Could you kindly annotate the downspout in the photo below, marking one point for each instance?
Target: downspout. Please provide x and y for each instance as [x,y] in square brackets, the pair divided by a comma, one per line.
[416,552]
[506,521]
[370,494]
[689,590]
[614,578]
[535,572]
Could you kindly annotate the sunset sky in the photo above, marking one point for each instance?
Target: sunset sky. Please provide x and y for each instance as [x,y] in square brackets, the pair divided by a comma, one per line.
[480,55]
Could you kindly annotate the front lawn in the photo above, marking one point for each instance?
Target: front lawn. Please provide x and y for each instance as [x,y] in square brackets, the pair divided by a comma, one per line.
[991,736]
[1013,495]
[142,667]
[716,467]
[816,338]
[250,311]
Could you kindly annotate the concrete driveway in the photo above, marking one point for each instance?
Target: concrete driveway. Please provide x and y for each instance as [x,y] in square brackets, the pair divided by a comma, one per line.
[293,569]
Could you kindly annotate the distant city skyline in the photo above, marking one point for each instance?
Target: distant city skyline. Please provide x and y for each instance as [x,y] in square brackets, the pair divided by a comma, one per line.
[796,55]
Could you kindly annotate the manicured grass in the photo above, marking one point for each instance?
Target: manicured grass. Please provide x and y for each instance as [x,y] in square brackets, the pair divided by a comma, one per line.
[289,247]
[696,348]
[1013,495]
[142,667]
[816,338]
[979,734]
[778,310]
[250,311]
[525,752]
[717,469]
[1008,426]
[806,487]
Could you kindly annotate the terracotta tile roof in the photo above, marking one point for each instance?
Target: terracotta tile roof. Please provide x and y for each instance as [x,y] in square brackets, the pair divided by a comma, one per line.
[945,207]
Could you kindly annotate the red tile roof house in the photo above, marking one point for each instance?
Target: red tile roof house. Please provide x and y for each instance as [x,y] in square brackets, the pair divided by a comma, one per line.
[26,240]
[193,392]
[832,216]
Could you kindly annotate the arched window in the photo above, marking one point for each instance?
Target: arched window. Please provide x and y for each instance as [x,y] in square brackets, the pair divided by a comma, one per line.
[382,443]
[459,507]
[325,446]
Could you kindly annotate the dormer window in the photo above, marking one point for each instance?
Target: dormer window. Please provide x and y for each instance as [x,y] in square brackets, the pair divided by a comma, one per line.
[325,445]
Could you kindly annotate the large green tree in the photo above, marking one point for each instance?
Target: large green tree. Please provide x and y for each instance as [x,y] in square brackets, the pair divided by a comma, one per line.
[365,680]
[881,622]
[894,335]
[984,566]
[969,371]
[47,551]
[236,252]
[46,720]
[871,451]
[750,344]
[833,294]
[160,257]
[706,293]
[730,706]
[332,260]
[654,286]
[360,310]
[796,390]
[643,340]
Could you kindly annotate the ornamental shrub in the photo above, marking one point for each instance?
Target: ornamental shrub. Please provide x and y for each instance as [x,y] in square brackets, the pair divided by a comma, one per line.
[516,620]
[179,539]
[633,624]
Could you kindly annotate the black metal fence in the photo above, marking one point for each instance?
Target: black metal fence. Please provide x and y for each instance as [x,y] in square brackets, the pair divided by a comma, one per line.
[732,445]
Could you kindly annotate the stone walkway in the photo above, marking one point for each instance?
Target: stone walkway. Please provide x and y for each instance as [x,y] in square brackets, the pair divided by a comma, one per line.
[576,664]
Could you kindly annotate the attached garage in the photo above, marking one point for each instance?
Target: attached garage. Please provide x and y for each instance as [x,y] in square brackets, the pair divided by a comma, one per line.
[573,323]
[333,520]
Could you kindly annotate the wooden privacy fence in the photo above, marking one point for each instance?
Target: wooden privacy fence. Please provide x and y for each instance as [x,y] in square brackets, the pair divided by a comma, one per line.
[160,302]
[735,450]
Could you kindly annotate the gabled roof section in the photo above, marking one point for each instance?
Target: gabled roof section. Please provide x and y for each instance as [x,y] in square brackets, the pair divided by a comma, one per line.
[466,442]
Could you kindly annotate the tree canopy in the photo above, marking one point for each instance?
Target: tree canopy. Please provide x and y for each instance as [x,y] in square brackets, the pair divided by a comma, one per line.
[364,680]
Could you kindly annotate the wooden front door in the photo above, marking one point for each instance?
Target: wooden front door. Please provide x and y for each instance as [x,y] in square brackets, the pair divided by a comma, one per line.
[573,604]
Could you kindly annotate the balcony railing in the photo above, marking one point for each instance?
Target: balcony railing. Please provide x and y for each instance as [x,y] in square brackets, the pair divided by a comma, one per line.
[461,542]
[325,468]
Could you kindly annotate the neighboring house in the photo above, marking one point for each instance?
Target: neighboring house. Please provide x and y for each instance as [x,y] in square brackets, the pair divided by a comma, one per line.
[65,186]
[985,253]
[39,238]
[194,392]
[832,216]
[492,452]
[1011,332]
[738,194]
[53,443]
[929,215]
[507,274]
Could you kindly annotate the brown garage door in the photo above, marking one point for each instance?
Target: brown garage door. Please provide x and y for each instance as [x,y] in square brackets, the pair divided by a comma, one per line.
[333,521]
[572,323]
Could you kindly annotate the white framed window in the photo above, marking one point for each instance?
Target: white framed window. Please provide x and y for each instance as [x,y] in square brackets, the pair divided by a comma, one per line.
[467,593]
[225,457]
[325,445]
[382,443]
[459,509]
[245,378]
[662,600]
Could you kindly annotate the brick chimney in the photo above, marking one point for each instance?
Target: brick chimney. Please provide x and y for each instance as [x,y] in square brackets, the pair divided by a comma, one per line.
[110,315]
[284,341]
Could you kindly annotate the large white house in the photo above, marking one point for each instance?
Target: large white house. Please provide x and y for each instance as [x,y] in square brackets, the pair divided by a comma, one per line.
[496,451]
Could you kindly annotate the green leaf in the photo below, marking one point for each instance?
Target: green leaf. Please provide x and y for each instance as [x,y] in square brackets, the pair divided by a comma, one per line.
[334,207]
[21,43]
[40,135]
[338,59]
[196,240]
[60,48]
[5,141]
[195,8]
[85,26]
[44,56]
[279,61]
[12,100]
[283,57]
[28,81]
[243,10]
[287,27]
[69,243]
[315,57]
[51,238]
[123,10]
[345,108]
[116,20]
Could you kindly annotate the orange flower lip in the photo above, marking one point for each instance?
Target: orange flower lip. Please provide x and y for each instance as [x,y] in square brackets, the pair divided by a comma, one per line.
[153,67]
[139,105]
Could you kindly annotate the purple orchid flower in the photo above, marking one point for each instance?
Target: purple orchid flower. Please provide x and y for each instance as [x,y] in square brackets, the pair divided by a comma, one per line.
==*==
> [Exercise goal]: In the entries above, find the line containing "Could you kindly annotate the white". Set down that line and every line after it through the last one, exactly and alone.

> [Output below]:
Could you kindly annotate the white framed window in the photo above, marking one point for each instance?
Target: white framed window. Please provide x and y for each instance as [x,y] in square brackets, the pair divided by a comma, one per line.
[467,593]
[225,457]
[325,445]
[382,443]
[459,509]
[245,378]
[662,600]
Could you kindly annotate the brick chimney in the photo above, marking one point for each instance?
Target: brick chimney. Please provide x and y for each instance as [x,y] in square brackets, the pair divided by a comma, one per line.
[110,315]
[284,341]
Could you kindly annotate the large white house in the photo above, marking one point for each instance?
Target: large white house. Please provide x and y for each instance as [x,y] in square brackets, the pair divided by a comma, one per line.
[496,451]
Could you kindly annotate the green leaf in the photo below, marking one point for each instance?
Target: green leaf. Please provide x and y for each instance as [x,y] in square brackets, the pair divided by a comma, one per line.
[334,207]
[21,43]
[40,135]
[338,59]
[196,240]
[60,48]
[5,141]
[195,8]
[85,26]
[44,56]
[279,61]
[12,100]
[283,57]
[28,81]
[243,10]
[287,27]
[69,243]
[315,57]
[51,238]
[123,10]
[345,108]
[116,20]
Could you kindly annotate the orange flower lip in the photo above, marking one point for each instance?
Target: orange flower lip. Please provide x and y for each instance as [x,y] in square brackets, the pair divided by a comma, one per line.
[153,67]
[139,105]
Could you kindly annotate the purple orchid flower in the photo above, marking one point for each instance?
Target: purple orchid flower. Please provide x and y for each instance as [x,y] in square brackets, the pair divided by a comma, one per line.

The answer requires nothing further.